▸ **EXTRAIT CHOISI**
_____
Appel à l'homme politique absent du débat présidentiel. Par Robert Redeker. Libération 7 février 1995.
Appel à l'homme politique absent du débat présidentiel
PAR ROBERT REDEKER, agrégé de philosophie. Membre du comité de rédaction de la revue les Temps modernes.
Libération, 7 février 1995.
On sait depuis les imprécations antipopulaires de Platon que la démocratie porte avec elle la tentation de la démagogie. Peut-être même sont-elles toutes les deux associées, liées dès l'oeuf, jumelles utérines, soeurs siamoises? La réponse de Platon face à cette bâtardise de la démocratie fut terrifiante: le gouvernement de la compétence absolue du philosophe. Par ailleurs, avec l'effondrement des transcendances, platoniciennes et chrétiennes, il ressort qu'il ne peut pas y avoir d'autre source de légitimité du pouvoir que le suffrage universel. Ces derniers temps, une maladie plus récente que la démagogie est apparue sur le corps de la démocratie, une pathologie aux apparences plus clean, une maladie qui n'est pas purulente comme les discours de Le Pen, de De Villiers ou de Jirinowski, une maladie présentable, quasi invisible, une maladie qui a quelque chose des virus informatiques: l'expertise, l'hyperlogie. «Quelle barbarie experte voudra bien de nous demain?», demandait René Char. La comédie qui s'est jouée devant les électeurs en juin 1994 était la suivante: démagogie des partisans du «non» (excepté Séguin et Chevènement, rares politiques) et morgue d'expert des partisans du «oui». La politique, dont les Français ont faim et soif, s'est trouvée réduite à néant, écrasée en sandwich entre les deux, le démagogue et l'hyperlogue. Tout laisse prévoir que l'élection présidentielle qui s'annonce recommencera ce même jeu, conduisant à la victoire de l'impolitique qu'est Balladur.
Deux puissances trompeuses menacent le suffrage universel, et non pas une seule comme les experts, les hyperlogues, veulent à tout prix nous le faire accroire. Selon eux, le démagogue empestant l'haleine des faubourgs serait le seul trompeur. Le suffrage universel est en outre grugé par ceux qui affirment savoir; ainsi se souvient-on de tous les experts qui nous assuraient, alors que nous étions hésitants, que la guerre du Golfe était indispensable pour faire repartir l'économie mondiale, qu'après cette guerre le monde entrerait dans une période de prospérité égale à ces fameuses «Trente Glorieuses» contre lesquelles se dressèrent tous les mouvements des années 60. Leurs arguments manipulaient une vague et largement inconsciente nostalgie édénique en faveur de ce que nous détestions naguère et tenions en ce temps-là pour une cage dorée. L'appareillage autant pseudo-scientifique qu'intimidant de l'économie et des sciences politiques nous était présenté avec force tableaux et discours bien faits, afin de nous convaincre d'acquiescer à une guerre dont le butin devait être le beurre après les canons. Chacun sait ce qu'il en advint. L'hyperlogie experte place le suffrage universel devant la déesse compétence: on a le souvenir des arguments des promaastrichtiens qui claironnaient que le suffrage universel devait leur donner raison puisque, eux, ils étaient détenteurs du savoir. Nul n'a oublié ni leur arrogance ni leur morgue. Le suffrage universel devait être l'adhésion des ignorants au logos technocratique! Il y a eu là, au nom de la compétence, un chantage au suffrage universel par certaines élites, qui s'apparentait à une tyrannie du Logos (1). La technocratie est un déni du politique, une dé-politique. Le suffrage universel n'avait d'autre raison d'être que d'avaliser le savoir. Mais en face des hyperlogues, on ne trouvait pour les contrer que des démagogues. Entre les hyperlogues à l'âme polie et les démagogues à la conscience crasseuse, le lieu de la politique s'était effondré, il n'y avait plus rien ni personne. C'est la politique qui avait disparu, aussi vite que l'Atlantide s'était engloutie, et comme pour l'Atlantide, en dépit des fantômes que son mythe peut encore nourrir, nul ne sait ce qu'elle est devenue.
_____
▸ **DONNÉES EXTRAITES**

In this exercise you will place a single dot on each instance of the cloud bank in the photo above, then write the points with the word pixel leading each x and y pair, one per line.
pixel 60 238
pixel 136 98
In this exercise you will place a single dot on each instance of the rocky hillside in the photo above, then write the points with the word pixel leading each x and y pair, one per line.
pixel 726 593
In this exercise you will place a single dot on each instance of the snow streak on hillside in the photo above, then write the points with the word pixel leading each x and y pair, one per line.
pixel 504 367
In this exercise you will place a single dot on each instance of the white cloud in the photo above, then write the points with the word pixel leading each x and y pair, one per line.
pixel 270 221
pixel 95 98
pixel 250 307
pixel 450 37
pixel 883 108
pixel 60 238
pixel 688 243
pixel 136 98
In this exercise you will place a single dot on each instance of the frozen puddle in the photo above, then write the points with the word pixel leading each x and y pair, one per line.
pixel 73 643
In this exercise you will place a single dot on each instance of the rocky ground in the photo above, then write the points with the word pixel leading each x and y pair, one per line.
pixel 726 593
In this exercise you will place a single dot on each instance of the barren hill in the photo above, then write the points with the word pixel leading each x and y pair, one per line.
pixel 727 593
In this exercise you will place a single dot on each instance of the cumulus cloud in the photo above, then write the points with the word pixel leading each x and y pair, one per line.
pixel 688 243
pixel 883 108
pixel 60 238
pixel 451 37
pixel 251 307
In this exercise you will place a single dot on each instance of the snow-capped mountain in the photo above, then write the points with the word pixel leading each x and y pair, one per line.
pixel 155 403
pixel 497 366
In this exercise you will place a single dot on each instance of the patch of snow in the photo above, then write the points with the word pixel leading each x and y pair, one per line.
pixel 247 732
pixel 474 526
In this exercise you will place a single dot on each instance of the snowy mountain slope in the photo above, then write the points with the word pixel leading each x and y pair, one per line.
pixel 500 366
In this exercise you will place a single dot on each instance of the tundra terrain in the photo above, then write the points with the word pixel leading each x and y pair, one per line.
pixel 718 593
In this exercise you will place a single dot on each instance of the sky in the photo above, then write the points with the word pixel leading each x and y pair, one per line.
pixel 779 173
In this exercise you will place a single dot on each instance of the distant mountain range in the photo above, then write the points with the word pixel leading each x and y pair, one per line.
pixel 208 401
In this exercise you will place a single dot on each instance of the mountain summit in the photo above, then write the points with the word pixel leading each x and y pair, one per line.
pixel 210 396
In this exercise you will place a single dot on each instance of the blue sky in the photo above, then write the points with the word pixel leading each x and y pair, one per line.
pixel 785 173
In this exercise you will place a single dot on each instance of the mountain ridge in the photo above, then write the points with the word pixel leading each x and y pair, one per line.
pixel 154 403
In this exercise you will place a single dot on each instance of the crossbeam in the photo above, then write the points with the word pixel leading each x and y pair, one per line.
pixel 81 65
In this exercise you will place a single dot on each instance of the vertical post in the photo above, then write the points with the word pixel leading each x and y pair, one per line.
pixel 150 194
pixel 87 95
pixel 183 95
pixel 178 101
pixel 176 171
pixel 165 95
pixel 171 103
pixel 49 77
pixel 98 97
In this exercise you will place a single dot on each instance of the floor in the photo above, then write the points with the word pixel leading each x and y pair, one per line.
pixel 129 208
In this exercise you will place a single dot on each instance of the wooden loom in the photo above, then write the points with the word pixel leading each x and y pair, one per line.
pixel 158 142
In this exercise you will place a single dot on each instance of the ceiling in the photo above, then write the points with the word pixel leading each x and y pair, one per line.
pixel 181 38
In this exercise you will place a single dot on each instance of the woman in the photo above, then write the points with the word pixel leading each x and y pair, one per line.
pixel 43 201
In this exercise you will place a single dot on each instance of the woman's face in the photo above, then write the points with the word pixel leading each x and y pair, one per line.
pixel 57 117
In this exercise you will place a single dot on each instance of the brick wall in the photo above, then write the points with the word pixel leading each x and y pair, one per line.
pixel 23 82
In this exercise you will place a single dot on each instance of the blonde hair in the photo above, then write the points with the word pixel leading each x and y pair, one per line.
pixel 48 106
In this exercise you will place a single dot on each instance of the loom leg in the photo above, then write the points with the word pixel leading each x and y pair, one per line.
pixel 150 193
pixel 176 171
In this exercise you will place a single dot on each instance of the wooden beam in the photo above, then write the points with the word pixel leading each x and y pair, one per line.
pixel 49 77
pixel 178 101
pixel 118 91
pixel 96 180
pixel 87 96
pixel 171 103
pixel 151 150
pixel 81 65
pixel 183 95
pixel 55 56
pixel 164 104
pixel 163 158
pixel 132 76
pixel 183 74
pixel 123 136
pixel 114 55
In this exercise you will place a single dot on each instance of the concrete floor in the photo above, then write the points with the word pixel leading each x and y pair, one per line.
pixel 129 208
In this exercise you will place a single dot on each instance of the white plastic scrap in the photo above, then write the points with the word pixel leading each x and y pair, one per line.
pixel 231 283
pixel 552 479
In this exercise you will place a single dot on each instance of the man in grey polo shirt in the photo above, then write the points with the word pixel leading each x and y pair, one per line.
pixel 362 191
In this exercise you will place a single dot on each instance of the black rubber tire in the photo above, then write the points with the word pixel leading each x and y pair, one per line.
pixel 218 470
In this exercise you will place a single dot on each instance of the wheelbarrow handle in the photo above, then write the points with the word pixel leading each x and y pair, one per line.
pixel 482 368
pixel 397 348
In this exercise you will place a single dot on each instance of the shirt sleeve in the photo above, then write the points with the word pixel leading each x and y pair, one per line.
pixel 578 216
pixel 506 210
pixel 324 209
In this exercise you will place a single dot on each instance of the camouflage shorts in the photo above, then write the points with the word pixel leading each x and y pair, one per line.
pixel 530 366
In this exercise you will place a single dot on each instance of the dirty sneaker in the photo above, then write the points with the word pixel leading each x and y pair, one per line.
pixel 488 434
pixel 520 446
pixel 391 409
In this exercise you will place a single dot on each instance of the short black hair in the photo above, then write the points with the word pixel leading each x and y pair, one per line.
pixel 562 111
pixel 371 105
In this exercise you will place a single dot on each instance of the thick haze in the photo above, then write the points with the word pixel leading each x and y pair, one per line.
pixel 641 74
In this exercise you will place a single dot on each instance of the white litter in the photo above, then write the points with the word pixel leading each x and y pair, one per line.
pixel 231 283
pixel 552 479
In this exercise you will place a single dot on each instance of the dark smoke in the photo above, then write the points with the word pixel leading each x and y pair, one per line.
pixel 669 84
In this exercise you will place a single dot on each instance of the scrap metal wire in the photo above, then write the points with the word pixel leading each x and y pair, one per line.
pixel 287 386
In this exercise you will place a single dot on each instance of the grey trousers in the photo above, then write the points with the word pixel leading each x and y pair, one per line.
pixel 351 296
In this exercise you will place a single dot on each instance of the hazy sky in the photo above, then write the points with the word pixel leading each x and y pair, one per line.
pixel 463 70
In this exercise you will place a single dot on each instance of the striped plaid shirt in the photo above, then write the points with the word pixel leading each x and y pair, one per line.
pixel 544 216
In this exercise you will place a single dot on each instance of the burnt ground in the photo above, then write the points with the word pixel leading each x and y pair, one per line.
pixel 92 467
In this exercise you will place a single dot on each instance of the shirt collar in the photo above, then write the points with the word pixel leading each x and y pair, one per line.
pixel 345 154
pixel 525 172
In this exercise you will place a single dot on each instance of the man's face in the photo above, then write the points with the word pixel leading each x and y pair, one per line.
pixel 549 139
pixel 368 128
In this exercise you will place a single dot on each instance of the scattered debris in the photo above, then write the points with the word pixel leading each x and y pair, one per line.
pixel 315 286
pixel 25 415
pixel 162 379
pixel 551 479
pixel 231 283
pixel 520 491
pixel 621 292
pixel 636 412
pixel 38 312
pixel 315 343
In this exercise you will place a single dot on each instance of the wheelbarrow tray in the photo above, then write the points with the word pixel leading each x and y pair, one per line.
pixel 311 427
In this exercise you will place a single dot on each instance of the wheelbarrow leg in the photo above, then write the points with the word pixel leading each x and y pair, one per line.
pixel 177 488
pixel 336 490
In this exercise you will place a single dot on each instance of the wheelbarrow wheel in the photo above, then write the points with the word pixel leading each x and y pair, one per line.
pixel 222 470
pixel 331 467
_____
▸ **CONSIGNES DE L'EXERCICE**
A: Dans l'extrait choisi, de quelle revue Robert Redeker est-il membre du comité de rédaction ?
B: Veuillez modifier le passage de l'extrait choisi compris entre «Appel à l'homme politique absent du débat présidentiel.» et «Libération, 7 février 1995.», inclus, en remplaçant «présidentiel» par «électoral».

▸ **RÉPONSES DE L'EXERCICE**
A: De la revue les Temps modernes.

B:
Appel à l'homme politique absent du débat électoral. Par Robert Redeker. Libération 7 février 1995.
Appel à l'homme politique absent du débat électoral
PAR ROBERT REDEKER, agrégé de philosophie. Membre du comité de rédaction de la revue les Temps modernes.
Libération, 7 février 1995.